_REQUIREMENT:_ Your reply should reproduce the data below without a single alteration, apart from dropping the images.

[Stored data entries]
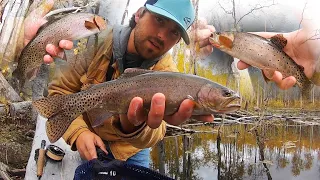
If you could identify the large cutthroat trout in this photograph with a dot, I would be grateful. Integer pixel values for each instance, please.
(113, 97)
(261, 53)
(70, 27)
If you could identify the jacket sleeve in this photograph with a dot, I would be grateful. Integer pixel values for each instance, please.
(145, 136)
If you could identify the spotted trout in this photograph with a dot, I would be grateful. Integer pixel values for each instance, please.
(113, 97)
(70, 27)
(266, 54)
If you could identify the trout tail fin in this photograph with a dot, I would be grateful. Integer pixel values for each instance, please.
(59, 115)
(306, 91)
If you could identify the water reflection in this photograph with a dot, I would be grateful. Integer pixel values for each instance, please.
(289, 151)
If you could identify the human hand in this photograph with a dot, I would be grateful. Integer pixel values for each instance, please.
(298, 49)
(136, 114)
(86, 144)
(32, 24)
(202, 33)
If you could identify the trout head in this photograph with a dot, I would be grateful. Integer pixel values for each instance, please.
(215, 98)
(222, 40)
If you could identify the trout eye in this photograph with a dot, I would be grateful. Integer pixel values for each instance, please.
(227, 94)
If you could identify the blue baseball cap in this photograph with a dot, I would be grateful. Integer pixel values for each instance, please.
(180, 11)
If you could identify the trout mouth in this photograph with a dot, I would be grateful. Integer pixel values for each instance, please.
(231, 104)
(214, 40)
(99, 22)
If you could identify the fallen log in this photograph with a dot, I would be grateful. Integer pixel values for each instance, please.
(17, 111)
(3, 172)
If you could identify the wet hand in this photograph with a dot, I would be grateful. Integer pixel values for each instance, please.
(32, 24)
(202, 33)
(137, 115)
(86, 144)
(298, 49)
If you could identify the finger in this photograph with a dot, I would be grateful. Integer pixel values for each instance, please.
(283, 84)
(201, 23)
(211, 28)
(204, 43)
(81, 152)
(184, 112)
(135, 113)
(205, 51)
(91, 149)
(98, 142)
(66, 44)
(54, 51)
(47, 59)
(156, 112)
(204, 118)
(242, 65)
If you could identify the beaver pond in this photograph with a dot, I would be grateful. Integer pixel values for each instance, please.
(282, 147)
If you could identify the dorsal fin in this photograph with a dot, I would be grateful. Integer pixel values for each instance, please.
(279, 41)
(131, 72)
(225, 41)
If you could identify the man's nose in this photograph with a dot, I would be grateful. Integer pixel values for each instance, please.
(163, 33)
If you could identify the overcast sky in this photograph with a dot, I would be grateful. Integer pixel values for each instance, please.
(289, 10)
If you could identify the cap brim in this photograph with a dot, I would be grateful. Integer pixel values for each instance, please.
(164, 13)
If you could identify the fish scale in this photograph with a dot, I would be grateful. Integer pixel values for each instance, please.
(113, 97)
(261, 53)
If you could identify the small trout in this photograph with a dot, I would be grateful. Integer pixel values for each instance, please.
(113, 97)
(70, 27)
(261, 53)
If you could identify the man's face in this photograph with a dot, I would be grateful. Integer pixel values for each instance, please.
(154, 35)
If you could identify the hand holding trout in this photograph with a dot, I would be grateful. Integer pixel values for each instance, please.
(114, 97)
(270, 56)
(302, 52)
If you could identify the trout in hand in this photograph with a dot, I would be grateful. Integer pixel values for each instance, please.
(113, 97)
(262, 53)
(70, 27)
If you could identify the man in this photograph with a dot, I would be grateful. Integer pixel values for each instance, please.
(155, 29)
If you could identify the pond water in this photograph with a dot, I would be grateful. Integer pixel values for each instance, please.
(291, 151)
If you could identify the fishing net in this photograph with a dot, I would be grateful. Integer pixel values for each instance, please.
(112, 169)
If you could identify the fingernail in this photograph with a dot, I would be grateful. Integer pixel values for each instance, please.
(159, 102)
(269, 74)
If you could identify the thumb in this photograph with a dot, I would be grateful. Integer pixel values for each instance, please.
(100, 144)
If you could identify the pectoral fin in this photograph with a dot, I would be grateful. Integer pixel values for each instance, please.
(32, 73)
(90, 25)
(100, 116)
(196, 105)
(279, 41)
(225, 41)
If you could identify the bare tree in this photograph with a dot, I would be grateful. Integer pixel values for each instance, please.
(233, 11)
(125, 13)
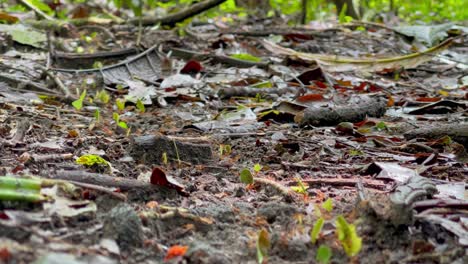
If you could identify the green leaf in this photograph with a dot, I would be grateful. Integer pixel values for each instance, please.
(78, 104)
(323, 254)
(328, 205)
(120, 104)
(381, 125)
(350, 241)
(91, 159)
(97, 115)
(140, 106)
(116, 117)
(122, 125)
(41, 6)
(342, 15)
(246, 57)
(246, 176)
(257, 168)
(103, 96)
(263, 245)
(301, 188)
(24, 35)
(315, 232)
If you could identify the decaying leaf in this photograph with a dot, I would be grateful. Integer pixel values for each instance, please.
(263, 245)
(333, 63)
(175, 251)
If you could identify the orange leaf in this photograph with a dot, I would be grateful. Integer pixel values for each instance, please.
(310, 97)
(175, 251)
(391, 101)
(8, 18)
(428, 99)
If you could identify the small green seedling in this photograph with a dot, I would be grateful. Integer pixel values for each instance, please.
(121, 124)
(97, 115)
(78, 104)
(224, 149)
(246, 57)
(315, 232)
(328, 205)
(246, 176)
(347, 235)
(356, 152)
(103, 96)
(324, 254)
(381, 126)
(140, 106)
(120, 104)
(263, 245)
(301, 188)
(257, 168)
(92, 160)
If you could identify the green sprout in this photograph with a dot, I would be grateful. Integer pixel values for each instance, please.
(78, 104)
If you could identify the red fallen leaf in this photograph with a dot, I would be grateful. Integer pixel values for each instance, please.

_ANSWER BOX:_
If you could identify the large cutthroat trout in this photograph with a dot, I would be grateful. Integer pixel values for each instance, please.
(113, 97)
(261, 53)
(70, 27)
If you could identify the jacket sleeve in this photograph with a dot, I would be grateful. Integer pixel values for each instance, please.
(145, 136)
If you could identify the spotted trout in this photograph with a dot, I would be grateful. Integer pixel values for each instance, please.
(113, 97)
(70, 27)
(266, 54)
If you could identify the trout tail fin in this photograph with a dot, I would be grateful. Integer pixel values for each instance, please.
(59, 115)
(306, 91)
If you could identify the water reflection in this photograph with a dot, I would be grateful. Integer pixel values for each instance, please.
(289, 151)
If you could identify the human hand in this photograph with a dot, I would be grateful. Integer pixel values for each instance, please.
(298, 49)
(136, 114)
(86, 144)
(32, 24)
(202, 33)
If you could identify the trout head in this photograph with a dot, I would be grateful. Integer pixel values for each instance, please.
(215, 98)
(222, 40)
If you could identify the trout eye in this photograph with a dot, I would be grateful. Integer pixel values for each instance, please.
(227, 94)
If you could identify the blue baseball cap in this photograph with a dot, I would be grateful. Integer pixel values for each instance, please.
(180, 11)
If you could identify the trout mouth in this photograph with a dot, I would be grateful. Integer pixel values for each instance, please.
(231, 104)
(214, 40)
(99, 22)
If you could identify the fallen log in this photograph with a dot, I would be grateful. Integer pixel values for each instance, please.
(17, 111)
(3, 172)
If you could identify the wet hand in this photograph with a dot, I would be grateful. Integer pixel values for each instance, please.
(32, 24)
(202, 33)
(137, 115)
(86, 144)
(298, 49)
If you could identify the finger in this photograph with a dot, I would be grateful. Integer pixel values for each instance, please.
(283, 84)
(201, 23)
(211, 28)
(204, 43)
(81, 152)
(184, 112)
(135, 113)
(205, 51)
(91, 149)
(98, 142)
(66, 44)
(54, 51)
(47, 59)
(156, 112)
(204, 118)
(242, 65)
If you could identify the beaver pond in this photograph with a dot, I would be grateful. Integer pixel values for each instance, please.
(282, 147)
If you could identify the dorsal fin in this photograph with a dot, I would be grateful. Integer pixel values for each instance, please.
(279, 41)
(131, 72)
(225, 41)
If you could identify the man's nose in this photograph with a dot, I would be grateful. Integer pixel values for each instance, please.
(163, 33)
If you could identify the overcast sky in this photograph with a dot, I would be grateful. Integer pixel values for each instance, please.
(289, 10)
If you could identify the cap brim in this photograph with a dot, I would be grateful. Integer pixel values for each instance, please.
(164, 13)
If you could identify the fish scale in this photograph with a dot, I would be grateful. Integer pixel values for each instance, please.
(113, 97)
(261, 53)
If you could identify the small trout in this photograph with a dot, I would be grateful. Integer pixel values for each instance, please.
(113, 97)
(70, 27)
(261, 53)
If you could identify the man's face in this photograph with a dot, I would be grateful. Integer pixel values for each instance, please.
(154, 35)
If you could identify the hand holding trout in this photograph with a dot, I would be grateful. Integer pixel values for each instance, please.
(114, 97)
(270, 56)
(302, 52)
If you could identify the trout in hand in this photograph with a dot, I would be grateful. Integer pixel values for each instance, please.
(113, 97)
(262, 53)
(70, 27)
If you could identify the man in this photograph with a dot, I would be grateful. Integer pixel values for each instance, please.
(155, 29)
If you could identify the pond water in this photograph with a dot, I would be grateful. Integer pixel values for each instance, please.
(291, 151)
If you could identify the fishing net in this photograph with a dot, I would be grateful. Integer pixel values for each instance, please.
(112, 169)
If you could identify the fingernail in this photograph with a dot, I would be grateful. Integer pixel values for each instance, please.
(159, 102)
(269, 74)
If you could identify the thumb in this photograph with a dot, I would be grateful. Integer pixel values for each instance, please.
(100, 144)
If you could identify the pectoral fin in this photograph with a dot, I would be grateful. Integer pixel values for each instance, please.
(32, 73)
(90, 25)
(100, 116)
(196, 105)
(279, 41)
(225, 41)
If you could identify the bare tree in this photograph with a dot, I would be grateful. Integer pixel values for each instance, please.
(233, 11)
(125, 13)
If you could identify the green leaf in this photograph with a dot, I would be grateful. Integer pixel values for each instance, please.
(78, 104)
(323, 254)
(328, 205)
(120, 104)
(381, 125)
(350, 241)
(91, 159)
(97, 115)
(140, 106)
(116, 117)
(122, 125)
(41, 6)
(342, 15)
(246, 57)
(246, 176)
(257, 168)
(103, 96)
(263, 245)
(301, 188)
(24, 35)
(315, 232)
If you could identify the decaying leaf in this photograph with a dot, I would be grateful. Integer pixel values for each instance, please.
(263, 245)
(333, 63)
(175, 251)
If you could identify the orange leaf in this photograph with a dot, I would be grateful. Integer pixel values for each instance, please.
(310, 97)
(175, 251)
(391, 101)
(8, 18)
(428, 99)
If you could identify the small green seedling in this photograph with a dot, I would be grateful. Integer pixel values for each instance, please.
(121, 124)
(97, 115)
(78, 104)
(224, 149)
(246, 57)
(315, 232)
(328, 205)
(246, 176)
(347, 235)
(356, 152)
(103, 96)
(324, 254)
(381, 126)
(140, 106)
(120, 104)
(263, 245)
(301, 188)
(257, 168)
(92, 160)
If you could identify the green sprout in this photograph with a dot, I would be grateful. Integer pixel values for each instance, please.
(78, 104)
If you could identify the red fallen leaf in this photograph with a dot, I would be grateful. Integer pixel values for each instance, please.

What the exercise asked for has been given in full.